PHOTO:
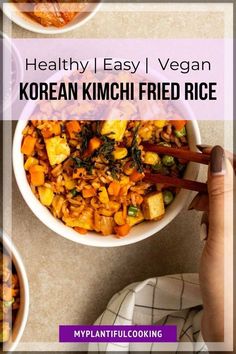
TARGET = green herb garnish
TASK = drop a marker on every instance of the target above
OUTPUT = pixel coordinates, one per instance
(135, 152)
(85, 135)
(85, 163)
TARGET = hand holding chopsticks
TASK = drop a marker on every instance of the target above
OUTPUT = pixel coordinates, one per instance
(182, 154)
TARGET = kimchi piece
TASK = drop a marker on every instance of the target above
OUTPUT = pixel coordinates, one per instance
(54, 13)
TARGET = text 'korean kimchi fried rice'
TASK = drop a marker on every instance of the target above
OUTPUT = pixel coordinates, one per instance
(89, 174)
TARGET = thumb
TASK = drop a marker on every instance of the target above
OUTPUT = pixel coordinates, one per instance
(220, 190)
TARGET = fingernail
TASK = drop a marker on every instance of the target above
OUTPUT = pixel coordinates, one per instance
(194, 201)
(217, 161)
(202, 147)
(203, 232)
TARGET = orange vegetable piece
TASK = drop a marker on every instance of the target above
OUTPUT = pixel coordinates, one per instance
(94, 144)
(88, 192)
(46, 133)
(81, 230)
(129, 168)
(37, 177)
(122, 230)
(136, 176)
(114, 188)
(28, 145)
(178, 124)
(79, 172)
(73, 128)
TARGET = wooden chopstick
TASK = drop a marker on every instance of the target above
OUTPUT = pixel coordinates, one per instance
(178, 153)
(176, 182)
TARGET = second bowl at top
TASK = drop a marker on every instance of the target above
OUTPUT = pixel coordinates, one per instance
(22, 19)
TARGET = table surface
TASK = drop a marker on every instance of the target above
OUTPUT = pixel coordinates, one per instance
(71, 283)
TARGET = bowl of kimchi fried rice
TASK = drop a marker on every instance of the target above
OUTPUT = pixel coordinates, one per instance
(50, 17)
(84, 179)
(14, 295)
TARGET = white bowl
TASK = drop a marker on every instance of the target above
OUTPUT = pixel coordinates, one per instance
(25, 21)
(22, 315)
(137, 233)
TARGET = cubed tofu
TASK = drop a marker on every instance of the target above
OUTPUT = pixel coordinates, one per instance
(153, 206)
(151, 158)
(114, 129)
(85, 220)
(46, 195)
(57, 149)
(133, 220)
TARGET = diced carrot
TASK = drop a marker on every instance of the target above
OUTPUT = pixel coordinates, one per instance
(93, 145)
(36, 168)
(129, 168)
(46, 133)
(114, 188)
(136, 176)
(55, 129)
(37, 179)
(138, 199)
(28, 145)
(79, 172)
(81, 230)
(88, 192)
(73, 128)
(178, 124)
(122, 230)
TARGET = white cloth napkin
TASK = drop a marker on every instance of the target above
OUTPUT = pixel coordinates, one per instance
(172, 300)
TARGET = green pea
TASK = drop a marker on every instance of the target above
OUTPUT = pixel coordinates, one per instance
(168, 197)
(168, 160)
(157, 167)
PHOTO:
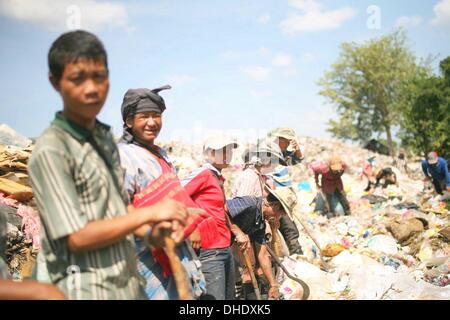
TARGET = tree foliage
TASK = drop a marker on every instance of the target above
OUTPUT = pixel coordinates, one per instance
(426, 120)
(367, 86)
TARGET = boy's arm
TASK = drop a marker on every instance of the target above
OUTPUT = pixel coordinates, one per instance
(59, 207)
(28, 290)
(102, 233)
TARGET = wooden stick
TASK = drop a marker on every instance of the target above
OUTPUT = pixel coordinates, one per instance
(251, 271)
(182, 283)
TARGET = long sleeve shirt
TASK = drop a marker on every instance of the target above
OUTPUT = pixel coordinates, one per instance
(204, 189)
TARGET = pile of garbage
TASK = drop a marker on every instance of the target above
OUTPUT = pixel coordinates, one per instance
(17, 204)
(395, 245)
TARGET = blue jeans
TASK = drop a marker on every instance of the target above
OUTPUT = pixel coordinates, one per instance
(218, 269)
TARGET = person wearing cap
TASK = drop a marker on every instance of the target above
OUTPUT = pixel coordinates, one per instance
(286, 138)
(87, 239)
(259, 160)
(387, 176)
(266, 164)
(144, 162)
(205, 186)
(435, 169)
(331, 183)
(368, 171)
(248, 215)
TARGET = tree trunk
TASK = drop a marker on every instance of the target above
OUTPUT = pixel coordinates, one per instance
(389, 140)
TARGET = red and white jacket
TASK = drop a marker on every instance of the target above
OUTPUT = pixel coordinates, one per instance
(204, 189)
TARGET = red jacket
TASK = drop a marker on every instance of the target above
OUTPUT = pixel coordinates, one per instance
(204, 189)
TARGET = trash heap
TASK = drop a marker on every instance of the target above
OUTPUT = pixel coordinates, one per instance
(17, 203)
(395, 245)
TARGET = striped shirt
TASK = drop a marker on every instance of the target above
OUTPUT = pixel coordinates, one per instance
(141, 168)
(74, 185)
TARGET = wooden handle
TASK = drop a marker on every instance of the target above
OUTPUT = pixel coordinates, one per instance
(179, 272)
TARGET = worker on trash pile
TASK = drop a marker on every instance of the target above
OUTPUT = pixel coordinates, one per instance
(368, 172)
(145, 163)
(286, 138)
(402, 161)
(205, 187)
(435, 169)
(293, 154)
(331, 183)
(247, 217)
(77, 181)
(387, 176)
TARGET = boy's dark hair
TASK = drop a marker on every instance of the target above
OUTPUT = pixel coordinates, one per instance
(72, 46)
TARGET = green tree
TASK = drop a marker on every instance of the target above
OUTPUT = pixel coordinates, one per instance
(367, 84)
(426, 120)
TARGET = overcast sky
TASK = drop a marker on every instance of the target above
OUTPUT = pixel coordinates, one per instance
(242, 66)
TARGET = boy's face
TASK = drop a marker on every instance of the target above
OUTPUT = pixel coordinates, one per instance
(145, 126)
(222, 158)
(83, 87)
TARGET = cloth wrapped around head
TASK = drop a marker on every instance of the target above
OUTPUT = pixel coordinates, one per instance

* WHAT IS NEEDED
Count how many lines in the records above hold the word "jacket", and answer with that number alone.

* RESULT FOR THIS TASK
2